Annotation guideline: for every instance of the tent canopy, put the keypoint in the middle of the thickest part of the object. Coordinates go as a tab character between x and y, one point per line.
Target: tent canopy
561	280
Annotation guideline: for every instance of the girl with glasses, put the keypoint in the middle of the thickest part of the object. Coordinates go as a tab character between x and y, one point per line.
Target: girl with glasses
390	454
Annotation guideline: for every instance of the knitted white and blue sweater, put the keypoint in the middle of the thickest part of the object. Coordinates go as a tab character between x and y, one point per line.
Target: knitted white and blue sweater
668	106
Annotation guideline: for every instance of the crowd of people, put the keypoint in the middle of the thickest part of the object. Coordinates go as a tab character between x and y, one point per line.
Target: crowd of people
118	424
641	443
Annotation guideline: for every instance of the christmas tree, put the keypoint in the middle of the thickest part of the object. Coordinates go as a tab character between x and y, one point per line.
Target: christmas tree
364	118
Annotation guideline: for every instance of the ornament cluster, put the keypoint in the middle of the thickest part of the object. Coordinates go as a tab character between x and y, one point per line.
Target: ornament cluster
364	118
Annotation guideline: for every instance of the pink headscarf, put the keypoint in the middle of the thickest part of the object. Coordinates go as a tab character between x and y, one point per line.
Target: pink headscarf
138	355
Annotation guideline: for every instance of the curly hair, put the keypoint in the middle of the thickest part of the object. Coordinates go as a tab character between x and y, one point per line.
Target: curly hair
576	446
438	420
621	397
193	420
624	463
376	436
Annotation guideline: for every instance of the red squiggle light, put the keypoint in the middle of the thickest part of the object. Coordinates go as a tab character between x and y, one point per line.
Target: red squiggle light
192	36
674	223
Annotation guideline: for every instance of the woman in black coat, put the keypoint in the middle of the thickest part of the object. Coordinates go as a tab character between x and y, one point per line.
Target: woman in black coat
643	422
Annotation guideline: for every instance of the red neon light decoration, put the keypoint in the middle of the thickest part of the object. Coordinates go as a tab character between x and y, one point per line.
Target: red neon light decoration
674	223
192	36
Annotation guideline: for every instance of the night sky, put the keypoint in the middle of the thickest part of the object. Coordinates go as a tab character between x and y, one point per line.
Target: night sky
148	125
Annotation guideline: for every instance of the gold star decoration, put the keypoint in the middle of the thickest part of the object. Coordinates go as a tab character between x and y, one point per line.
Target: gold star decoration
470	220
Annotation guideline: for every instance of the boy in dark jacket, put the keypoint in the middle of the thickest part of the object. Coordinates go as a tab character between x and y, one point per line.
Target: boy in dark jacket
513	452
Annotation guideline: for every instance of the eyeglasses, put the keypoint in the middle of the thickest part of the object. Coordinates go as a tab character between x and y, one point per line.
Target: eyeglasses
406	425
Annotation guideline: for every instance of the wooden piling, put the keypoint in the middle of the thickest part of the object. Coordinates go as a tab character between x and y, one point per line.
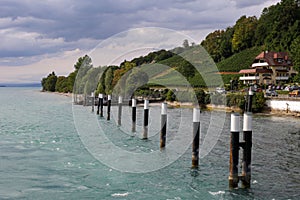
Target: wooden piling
146	118
196	137
246	163
249	100
163	131
234	150
101	104
133	117
108	106
93	101
98	105
119	110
────────────────
(INSTRUCTIONS FOR THE TASK): Copy out the material above exactly; the images stay out.

(ANSWER FOR THIS EXERCISE):
Annotation guideline: for every instance of the tent canopy, put the keypoint in the middle of the thickest part of the object. Coordinates go as a tab character between x and y, one point per line.
Target: tent canopy
561	280
Annotation guideline: for every instance of the girl with glasses, put the keypoint in the middle of the thickest part of the object. Coordinates go as a tab character between x and y, one point per line.
Target: girl with glasses
390	454
Annotation guideline: for every instance of the knitted white and blue sweater, put the keypoint in the middle of the thickest part of the object. Coordinates go as a tab character between x and y, one point per line.
Target: knitted white and blue sweater
668	106
Annotation guideline: for every instance of the crowd of people, put the keypoint in the middle of the thickest part of the object. Coordinates go as a tab character between x and y, one point per line.
Target: crowd of people
118	424
641	443
Annotation guideline: for every instance of the christmas tree, put the keypoint in the middle of the thickest part of the object. Coordinates go as a tab character between x and y, one point per line.
Target: christmas tree
364	118
Annotation guideline: for every instance of the ornament cluster, put the keypoint in the middle of the thickest part of the object. Coordinates go as a tab character between x and y, one point per line.
Target: ornament cluster
364	118
Annotation guideline: for every instance of the pink headscarf, put the keypoint in the middle of the thickest part of the object. Coordinates go as a tab character between x and y, one point per line.
Target: pink headscarf
138	355
Annotation guideline: for every instance of the curly hair, put the keypoint in the middle of the thickest part of the object. Coordinates go as a tab character between x and y, one point per line.
Target: curly hair
576	446
438	420
621	397
193	420
624	463
376	436
Annotation guideline: for every instance of the red squiggle light, put the keypoint in the middle of the thickest part of the object. Coordinates go as a tab character between x and y, one point per line.
Target: red squiggle light
192	36
674	223
Annotation guideline: for every instance of the woman in black coat, put the keypoint in the middle of the thickest part of the object. Coordinates go as a tab character between x and y, one point per line.
Target: woman in black coat
643	422
Annotation guideline: for every instance of the red neon light decoration, put the keypoint in the middle of the thickest part of the object. Coordinates go as a tab character between x and y, one point per line.
Target: red neon light decoration
674	223
192	36
Annotation guideline: for every instance of the night sky, put the keypoint in the middle of the thickest part of the object. Coordinates go as a tab character between x and y, one point per line.
Target: night sky
148	125
Annotation guideline: for every instance of the gold star decoration, put the keypoint in the middle of the thickest part of the object. Coordinates go as a tab character between x and y, one point per line.
Target: gold star decoration
470	220
Annotation guideline: for every instance of the boy in dark jacket, put the keypoint in the middle of the thickest part of the object. Coordinates go as a tab character between x and y, one point per line.
Target: boy in dark jacket
513	452
Annotation guideline: for every instance of the eyeglasses, put the keypoint in the middle of the thickest part of the object. Coordinates go as a tab character between x and y, one point per line.
Target: eyeglasses
406	425
Annotation guideline: for every instance of the wooden piling, put the keypoint in the middle of the thickest part of the object. Coordinates go as a tab character between x and y, one point per line.
Target: wooden piling
146	118
196	137
246	163
249	100
163	131
234	150
101	104
133	117
108	106
93	101
98	105
119	110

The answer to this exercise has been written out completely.